### WRITTEN EXERCISE
From the rows below, copy each line that contains the string "smiling". Case counts, so copy only lines whose letters match its capitalization.

· · ·

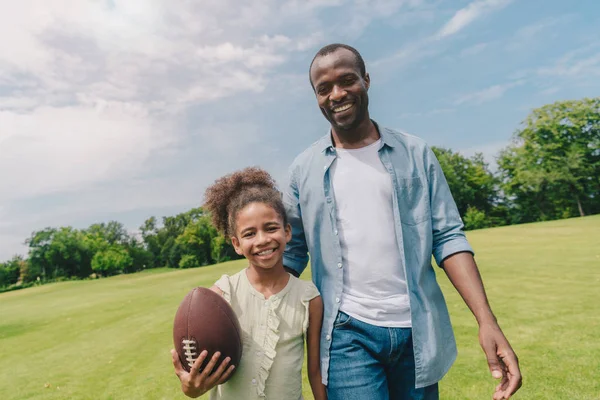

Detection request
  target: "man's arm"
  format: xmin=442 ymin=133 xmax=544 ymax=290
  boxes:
xmin=425 ymin=148 xmax=522 ymax=400
xmin=442 ymin=252 xmax=523 ymax=400
xmin=306 ymin=296 xmax=327 ymax=400
xmin=282 ymin=166 xmax=308 ymax=277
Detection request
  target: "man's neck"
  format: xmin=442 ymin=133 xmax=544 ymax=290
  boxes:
xmin=331 ymin=116 xmax=380 ymax=149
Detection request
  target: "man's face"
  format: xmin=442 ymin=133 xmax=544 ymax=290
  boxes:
xmin=310 ymin=48 xmax=370 ymax=131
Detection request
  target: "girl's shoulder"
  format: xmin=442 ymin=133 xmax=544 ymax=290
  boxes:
xmin=215 ymin=269 xmax=246 ymax=303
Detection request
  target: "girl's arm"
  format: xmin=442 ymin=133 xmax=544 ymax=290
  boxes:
xmin=306 ymin=296 xmax=327 ymax=400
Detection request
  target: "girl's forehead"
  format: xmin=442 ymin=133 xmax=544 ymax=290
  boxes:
xmin=237 ymin=202 xmax=281 ymax=223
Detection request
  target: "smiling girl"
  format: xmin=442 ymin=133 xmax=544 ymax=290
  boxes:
xmin=174 ymin=168 xmax=326 ymax=400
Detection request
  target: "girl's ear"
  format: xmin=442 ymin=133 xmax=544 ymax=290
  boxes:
xmin=285 ymin=224 xmax=292 ymax=243
xmin=231 ymin=236 xmax=244 ymax=256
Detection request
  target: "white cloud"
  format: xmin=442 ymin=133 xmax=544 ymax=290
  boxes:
xmin=437 ymin=0 xmax=512 ymax=39
xmin=0 ymin=101 xmax=170 ymax=201
xmin=458 ymin=141 xmax=510 ymax=172
xmin=537 ymin=45 xmax=600 ymax=79
xmin=454 ymin=80 xmax=525 ymax=105
xmin=460 ymin=43 xmax=489 ymax=57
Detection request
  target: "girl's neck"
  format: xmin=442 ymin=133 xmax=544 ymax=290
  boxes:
xmin=246 ymin=264 xmax=290 ymax=299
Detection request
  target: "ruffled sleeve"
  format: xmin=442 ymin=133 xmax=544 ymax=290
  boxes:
xmin=302 ymin=282 xmax=321 ymax=335
xmin=215 ymin=275 xmax=231 ymax=304
xmin=258 ymin=296 xmax=281 ymax=397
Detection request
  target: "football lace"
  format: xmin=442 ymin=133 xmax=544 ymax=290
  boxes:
xmin=181 ymin=339 xmax=196 ymax=368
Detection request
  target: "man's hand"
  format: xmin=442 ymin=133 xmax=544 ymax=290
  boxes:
xmin=479 ymin=323 xmax=523 ymax=400
xmin=171 ymin=349 xmax=235 ymax=398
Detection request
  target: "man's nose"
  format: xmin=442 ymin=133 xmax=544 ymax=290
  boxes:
xmin=329 ymin=85 xmax=347 ymax=101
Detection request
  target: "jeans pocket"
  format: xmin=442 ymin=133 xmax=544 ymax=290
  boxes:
xmin=333 ymin=311 xmax=352 ymax=329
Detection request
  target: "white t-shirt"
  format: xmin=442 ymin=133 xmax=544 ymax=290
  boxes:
xmin=330 ymin=140 xmax=411 ymax=327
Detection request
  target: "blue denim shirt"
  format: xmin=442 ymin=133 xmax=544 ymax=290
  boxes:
xmin=283 ymin=121 xmax=473 ymax=388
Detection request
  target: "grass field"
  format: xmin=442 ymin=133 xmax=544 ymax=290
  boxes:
xmin=0 ymin=216 xmax=600 ymax=400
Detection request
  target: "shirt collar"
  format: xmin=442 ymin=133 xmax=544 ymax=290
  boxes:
xmin=318 ymin=120 xmax=395 ymax=153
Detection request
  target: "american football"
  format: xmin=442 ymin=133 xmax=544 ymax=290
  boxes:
xmin=173 ymin=287 xmax=243 ymax=378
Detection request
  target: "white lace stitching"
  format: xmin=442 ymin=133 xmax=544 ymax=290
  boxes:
xmin=181 ymin=339 xmax=197 ymax=368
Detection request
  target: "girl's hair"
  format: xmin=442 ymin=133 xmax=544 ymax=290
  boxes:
xmin=204 ymin=167 xmax=287 ymax=238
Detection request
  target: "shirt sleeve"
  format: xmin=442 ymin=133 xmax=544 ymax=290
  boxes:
xmin=425 ymin=147 xmax=474 ymax=266
xmin=302 ymin=282 xmax=321 ymax=334
xmin=215 ymin=275 xmax=231 ymax=304
xmin=283 ymin=166 xmax=308 ymax=276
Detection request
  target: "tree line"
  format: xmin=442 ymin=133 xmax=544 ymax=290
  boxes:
xmin=0 ymin=98 xmax=600 ymax=291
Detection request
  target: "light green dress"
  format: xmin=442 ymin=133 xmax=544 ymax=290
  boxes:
xmin=210 ymin=269 xmax=319 ymax=400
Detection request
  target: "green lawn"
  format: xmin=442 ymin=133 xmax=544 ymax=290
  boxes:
xmin=0 ymin=216 xmax=600 ymax=400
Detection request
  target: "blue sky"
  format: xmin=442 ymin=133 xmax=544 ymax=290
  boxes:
xmin=0 ymin=0 xmax=600 ymax=260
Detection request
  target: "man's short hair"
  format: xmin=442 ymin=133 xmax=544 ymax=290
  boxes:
xmin=308 ymin=43 xmax=367 ymax=85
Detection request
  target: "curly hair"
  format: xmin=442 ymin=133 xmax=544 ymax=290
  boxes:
xmin=204 ymin=167 xmax=287 ymax=238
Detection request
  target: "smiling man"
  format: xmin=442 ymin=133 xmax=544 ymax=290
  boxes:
xmin=284 ymin=44 xmax=521 ymax=400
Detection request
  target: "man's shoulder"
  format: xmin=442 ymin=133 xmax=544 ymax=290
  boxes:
xmin=290 ymin=135 xmax=328 ymax=171
xmin=380 ymin=126 xmax=428 ymax=152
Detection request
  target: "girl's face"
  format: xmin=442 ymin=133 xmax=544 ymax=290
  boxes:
xmin=231 ymin=203 xmax=292 ymax=269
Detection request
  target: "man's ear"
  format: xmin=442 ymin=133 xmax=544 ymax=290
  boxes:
xmin=231 ymin=236 xmax=244 ymax=256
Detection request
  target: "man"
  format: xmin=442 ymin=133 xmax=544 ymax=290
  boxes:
xmin=284 ymin=44 xmax=521 ymax=400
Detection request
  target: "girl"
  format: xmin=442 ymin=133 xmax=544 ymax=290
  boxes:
xmin=171 ymin=168 xmax=327 ymax=400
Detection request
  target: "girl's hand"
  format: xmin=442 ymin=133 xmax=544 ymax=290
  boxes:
xmin=171 ymin=349 xmax=235 ymax=398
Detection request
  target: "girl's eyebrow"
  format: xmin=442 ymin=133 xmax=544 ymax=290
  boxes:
xmin=240 ymin=227 xmax=254 ymax=235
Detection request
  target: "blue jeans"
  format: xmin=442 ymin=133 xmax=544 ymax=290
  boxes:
xmin=327 ymin=312 xmax=439 ymax=400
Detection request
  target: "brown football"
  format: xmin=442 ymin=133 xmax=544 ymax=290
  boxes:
xmin=173 ymin=287 xmax=243 ymax=378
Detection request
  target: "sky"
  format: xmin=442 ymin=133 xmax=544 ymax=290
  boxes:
xmin=0 ymin=0 xmax=600 ymax=261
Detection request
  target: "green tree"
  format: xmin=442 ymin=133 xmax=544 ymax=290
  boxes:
xmin=498 ymin=98 xmax=600 ymax=222
xmin=0 ymin=256 xmax=25 ymax=288
xmin=91 ymin=246 xmax=133 ymax=276
xmin=432 ymin=147 xmax=499 ymax=217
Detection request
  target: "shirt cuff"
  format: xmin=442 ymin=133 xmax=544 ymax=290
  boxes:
xmin=433 ymin=238 xmax=475 ymax=267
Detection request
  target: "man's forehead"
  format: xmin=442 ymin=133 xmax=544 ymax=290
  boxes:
xmin=311 ymin=48 xmax=358 ymax=79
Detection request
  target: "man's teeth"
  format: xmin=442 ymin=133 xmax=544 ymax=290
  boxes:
xmin=333 ymin=103 xmax=353 ymax=112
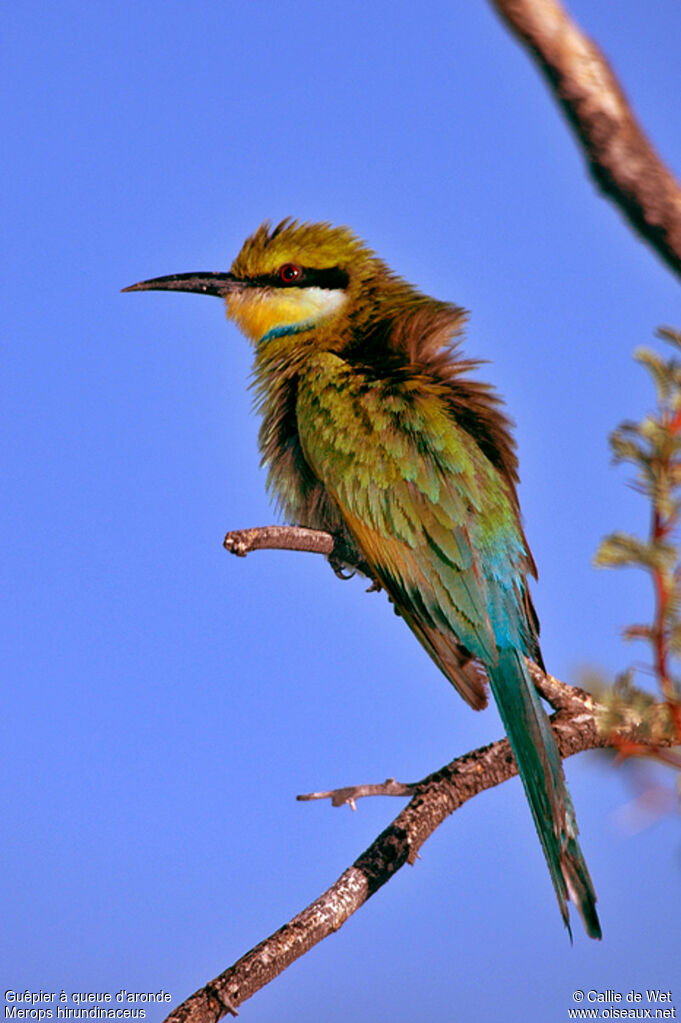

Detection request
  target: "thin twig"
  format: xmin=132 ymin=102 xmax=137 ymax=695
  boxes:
xmin=296 ymin=777 xmax=419 ymax=810
xmin=157 ymin=526 xmax=674 ymax=1023
xmin=166 ymin=679 xmax=606 ymax=1023
xmin=492 ymin=0 xmax=681 ymax=275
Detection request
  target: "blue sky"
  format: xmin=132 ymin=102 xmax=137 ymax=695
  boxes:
xmin=5 ymin=0 xmax=681 ymax=1023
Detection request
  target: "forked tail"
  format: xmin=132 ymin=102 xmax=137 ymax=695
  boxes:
xmin=488 ymin=649 xmax=601 ymax=938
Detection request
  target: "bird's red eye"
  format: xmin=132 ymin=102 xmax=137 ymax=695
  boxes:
xmin=279 ymin=263 xmax=303 ymax=284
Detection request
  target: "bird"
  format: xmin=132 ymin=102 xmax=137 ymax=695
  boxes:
xmin=124 ymin=218 xmax=601 ymax=939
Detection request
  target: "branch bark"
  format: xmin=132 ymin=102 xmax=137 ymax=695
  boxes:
xmin=166 ymin=526 xmax=666 ymax=1023
xmin=491 ymin=0 xmax=681 ymax=276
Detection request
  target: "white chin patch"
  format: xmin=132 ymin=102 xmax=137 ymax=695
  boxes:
xmin=291 ymin=287 xmax=347 ymax=320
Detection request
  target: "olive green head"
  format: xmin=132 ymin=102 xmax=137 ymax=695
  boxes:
xmin=125 ymin=219 xmax=398 ymax=343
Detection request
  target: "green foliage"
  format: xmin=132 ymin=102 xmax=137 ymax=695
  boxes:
xmin=595 ymin=327 xmax=681 ymax=744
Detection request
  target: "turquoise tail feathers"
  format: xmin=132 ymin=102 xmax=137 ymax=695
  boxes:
xmin=488 ymin=649 xmax=601 ymax=938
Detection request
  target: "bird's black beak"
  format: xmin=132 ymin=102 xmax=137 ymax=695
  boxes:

· · ·

### OUTPUT OF THE EXERCISE
  target: "smiling girl"
  target: "smiling man"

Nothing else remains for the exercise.